• [Written problem]: Identify each line below that contains the word "train", and copy every such line in full.

• [Records shown]:
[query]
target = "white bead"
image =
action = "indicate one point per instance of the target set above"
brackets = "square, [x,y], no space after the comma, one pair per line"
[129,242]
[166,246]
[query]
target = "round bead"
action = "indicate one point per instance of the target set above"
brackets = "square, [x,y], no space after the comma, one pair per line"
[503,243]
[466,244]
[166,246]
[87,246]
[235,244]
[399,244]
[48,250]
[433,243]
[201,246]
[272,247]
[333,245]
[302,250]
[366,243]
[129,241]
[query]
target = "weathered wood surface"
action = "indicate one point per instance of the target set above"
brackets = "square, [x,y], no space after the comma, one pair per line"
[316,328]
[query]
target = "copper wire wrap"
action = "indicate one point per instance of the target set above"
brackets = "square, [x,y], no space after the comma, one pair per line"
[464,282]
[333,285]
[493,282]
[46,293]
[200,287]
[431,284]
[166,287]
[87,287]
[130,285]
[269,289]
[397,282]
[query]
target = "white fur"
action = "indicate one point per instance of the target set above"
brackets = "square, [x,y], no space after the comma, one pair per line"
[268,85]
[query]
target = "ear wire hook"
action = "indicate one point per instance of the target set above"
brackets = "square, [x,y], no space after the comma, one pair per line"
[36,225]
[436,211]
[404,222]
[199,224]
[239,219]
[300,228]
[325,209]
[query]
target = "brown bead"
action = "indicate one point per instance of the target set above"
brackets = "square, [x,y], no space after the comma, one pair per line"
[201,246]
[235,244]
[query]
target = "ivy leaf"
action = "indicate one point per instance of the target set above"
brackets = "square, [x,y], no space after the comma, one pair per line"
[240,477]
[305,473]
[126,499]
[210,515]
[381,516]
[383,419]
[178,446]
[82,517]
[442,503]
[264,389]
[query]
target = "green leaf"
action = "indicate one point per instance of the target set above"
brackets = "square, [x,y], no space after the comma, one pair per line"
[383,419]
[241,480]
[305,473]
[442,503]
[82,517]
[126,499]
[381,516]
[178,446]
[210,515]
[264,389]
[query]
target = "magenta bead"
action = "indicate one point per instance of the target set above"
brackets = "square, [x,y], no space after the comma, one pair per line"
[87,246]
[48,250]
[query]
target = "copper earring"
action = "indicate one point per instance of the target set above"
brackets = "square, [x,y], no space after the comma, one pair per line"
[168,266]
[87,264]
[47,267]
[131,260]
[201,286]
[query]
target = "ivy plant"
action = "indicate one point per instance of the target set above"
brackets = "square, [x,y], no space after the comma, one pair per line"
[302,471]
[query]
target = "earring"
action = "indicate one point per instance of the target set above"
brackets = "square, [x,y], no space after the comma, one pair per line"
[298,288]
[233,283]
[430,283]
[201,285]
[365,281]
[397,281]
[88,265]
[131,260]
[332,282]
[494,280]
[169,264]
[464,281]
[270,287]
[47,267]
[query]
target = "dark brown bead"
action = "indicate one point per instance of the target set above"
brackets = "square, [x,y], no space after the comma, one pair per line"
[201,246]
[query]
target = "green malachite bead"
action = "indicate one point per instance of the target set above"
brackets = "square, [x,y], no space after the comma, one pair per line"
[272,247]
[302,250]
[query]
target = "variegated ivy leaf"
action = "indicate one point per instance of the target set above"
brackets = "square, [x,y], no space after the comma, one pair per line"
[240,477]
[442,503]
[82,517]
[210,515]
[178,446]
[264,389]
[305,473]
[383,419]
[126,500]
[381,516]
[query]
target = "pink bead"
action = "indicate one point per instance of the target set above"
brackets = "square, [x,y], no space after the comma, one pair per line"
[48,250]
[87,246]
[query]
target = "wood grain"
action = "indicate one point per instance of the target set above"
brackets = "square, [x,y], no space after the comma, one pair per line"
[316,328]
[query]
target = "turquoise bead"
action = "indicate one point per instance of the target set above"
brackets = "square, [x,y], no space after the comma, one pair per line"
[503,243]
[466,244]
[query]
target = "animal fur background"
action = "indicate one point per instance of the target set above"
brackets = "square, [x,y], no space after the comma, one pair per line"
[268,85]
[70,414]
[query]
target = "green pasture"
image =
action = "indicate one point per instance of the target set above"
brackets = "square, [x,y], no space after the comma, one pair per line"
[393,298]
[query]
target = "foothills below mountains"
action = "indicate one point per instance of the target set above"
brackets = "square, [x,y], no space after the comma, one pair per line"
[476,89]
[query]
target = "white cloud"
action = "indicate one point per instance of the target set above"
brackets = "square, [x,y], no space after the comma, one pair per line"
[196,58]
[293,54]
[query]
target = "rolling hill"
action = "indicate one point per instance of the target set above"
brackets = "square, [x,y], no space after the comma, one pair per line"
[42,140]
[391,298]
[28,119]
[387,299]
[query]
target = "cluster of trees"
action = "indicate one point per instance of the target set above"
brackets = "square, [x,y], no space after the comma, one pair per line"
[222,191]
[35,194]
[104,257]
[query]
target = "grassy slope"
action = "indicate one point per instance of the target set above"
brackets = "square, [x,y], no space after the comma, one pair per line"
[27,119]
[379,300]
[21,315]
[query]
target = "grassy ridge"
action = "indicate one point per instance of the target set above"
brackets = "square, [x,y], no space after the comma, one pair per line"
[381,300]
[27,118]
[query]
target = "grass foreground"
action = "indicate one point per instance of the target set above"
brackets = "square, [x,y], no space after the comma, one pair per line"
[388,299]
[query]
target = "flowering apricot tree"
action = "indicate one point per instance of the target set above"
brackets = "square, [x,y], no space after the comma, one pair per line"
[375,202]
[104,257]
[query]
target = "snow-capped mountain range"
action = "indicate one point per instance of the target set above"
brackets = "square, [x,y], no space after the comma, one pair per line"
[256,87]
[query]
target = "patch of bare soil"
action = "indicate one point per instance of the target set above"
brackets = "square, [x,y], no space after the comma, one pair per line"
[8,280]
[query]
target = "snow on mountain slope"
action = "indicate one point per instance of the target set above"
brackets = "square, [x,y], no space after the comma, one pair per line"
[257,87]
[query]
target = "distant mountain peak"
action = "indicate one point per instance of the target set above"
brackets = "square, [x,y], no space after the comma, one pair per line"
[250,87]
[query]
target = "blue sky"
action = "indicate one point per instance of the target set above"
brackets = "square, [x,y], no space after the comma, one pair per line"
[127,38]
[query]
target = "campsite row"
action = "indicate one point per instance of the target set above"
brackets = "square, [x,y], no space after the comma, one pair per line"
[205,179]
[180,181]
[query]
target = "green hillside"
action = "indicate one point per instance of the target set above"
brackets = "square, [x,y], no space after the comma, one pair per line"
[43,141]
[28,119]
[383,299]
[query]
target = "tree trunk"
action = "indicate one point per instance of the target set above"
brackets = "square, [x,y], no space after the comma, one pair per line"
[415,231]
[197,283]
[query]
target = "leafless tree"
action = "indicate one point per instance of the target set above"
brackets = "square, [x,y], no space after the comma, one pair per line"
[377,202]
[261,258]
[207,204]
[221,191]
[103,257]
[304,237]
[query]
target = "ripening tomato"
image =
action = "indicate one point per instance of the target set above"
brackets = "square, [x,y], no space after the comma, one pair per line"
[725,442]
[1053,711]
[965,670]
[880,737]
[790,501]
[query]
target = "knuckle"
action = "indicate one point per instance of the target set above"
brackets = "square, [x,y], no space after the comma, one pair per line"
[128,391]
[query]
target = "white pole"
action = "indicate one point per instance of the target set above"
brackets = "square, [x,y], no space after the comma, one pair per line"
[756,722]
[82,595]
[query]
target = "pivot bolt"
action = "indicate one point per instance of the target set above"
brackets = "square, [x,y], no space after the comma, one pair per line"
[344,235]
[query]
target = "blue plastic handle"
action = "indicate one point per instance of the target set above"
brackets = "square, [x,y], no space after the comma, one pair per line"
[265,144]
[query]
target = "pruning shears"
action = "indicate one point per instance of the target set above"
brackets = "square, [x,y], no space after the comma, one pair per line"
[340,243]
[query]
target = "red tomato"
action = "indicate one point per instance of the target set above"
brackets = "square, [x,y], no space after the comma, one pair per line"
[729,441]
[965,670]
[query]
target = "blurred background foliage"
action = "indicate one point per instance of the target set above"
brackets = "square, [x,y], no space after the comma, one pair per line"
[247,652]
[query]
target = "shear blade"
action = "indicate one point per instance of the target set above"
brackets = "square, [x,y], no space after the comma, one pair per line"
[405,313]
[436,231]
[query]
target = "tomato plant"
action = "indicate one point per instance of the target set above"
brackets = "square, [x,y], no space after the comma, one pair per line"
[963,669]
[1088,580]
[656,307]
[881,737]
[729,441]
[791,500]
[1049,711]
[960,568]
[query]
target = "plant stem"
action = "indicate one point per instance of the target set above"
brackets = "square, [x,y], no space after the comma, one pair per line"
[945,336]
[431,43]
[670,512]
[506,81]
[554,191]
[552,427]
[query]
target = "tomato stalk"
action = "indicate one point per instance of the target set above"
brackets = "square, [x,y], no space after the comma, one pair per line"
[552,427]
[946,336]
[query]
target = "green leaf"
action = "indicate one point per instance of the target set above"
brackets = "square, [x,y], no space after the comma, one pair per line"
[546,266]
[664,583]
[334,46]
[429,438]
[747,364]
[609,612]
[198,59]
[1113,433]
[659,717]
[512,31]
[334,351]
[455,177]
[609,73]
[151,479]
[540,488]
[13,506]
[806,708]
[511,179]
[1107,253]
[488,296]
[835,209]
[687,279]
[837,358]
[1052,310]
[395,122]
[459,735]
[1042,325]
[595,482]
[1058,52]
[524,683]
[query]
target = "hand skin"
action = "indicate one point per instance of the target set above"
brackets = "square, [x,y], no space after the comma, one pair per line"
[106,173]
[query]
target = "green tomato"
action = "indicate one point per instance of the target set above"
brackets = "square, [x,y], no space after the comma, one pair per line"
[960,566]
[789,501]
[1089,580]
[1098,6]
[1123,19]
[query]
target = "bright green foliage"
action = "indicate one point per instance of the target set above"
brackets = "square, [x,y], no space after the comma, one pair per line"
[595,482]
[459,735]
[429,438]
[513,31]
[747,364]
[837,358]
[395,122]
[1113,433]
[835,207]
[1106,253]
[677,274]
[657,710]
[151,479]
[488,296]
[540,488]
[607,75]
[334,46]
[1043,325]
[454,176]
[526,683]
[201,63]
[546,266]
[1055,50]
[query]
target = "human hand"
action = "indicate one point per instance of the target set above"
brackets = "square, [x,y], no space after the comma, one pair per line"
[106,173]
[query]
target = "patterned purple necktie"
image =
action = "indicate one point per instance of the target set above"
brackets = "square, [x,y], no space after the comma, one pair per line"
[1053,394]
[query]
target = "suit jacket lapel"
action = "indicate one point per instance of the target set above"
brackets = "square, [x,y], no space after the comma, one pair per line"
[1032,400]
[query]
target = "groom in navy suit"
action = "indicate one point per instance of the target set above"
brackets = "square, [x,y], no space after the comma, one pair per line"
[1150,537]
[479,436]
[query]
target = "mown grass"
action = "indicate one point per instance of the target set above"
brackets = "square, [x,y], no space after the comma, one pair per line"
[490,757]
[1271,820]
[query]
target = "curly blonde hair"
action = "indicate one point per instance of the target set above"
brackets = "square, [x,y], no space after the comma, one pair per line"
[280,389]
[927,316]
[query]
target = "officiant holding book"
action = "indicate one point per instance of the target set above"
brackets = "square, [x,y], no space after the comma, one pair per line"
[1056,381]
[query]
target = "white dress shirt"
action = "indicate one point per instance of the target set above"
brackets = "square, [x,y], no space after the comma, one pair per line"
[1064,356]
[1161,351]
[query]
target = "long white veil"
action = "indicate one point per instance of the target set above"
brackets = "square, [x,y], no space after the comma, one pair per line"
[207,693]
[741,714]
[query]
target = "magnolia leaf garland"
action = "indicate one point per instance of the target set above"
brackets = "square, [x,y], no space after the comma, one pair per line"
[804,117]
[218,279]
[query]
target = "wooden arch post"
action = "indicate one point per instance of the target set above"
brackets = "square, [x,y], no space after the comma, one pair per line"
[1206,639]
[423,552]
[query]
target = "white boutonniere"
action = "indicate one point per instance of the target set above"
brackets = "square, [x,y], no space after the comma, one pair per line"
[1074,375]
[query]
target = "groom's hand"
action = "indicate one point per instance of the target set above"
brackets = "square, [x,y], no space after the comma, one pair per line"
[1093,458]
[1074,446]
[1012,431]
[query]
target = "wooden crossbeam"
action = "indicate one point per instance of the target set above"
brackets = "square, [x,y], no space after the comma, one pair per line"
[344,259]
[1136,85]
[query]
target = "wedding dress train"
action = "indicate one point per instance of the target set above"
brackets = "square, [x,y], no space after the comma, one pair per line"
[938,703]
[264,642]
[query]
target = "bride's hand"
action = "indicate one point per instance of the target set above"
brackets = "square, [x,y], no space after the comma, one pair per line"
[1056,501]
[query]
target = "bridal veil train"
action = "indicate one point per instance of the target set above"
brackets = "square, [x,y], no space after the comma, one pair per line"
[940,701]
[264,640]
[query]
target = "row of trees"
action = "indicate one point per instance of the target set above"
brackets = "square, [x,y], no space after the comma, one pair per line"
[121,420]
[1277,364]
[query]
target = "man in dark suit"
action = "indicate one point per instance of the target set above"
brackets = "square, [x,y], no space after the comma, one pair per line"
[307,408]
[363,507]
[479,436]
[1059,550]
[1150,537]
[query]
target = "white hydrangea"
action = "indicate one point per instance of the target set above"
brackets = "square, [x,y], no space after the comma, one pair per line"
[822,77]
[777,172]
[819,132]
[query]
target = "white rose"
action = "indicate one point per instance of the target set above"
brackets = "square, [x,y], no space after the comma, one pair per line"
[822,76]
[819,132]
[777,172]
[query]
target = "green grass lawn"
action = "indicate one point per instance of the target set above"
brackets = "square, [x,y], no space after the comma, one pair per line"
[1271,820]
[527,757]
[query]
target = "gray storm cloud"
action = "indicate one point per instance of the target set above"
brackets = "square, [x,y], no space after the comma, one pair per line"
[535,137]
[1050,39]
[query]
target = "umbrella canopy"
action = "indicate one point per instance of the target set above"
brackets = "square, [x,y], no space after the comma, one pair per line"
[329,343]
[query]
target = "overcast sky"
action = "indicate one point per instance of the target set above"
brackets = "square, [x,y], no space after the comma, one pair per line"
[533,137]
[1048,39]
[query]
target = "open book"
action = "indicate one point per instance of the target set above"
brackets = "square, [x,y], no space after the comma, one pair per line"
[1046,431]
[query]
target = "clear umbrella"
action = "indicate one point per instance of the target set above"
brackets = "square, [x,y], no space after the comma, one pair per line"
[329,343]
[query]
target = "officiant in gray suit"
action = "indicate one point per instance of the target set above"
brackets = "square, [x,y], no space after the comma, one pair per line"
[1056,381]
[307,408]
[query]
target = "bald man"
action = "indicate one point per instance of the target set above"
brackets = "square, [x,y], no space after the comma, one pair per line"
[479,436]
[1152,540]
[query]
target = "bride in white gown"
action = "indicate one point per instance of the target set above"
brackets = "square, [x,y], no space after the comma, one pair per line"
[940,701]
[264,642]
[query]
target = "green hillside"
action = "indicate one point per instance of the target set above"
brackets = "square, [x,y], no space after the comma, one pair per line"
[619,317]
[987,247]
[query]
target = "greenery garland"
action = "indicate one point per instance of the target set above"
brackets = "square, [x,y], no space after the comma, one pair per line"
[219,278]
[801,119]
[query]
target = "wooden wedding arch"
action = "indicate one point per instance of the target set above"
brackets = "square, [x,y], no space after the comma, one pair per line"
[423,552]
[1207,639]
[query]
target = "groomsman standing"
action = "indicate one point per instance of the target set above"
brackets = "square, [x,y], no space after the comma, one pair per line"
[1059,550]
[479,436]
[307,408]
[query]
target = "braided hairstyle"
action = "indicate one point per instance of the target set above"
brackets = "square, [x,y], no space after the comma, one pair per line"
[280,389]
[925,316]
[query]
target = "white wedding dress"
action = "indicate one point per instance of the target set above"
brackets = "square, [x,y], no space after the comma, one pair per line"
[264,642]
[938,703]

• [Completed task]:
target = "wedding dress train"
target = "bridal veil train"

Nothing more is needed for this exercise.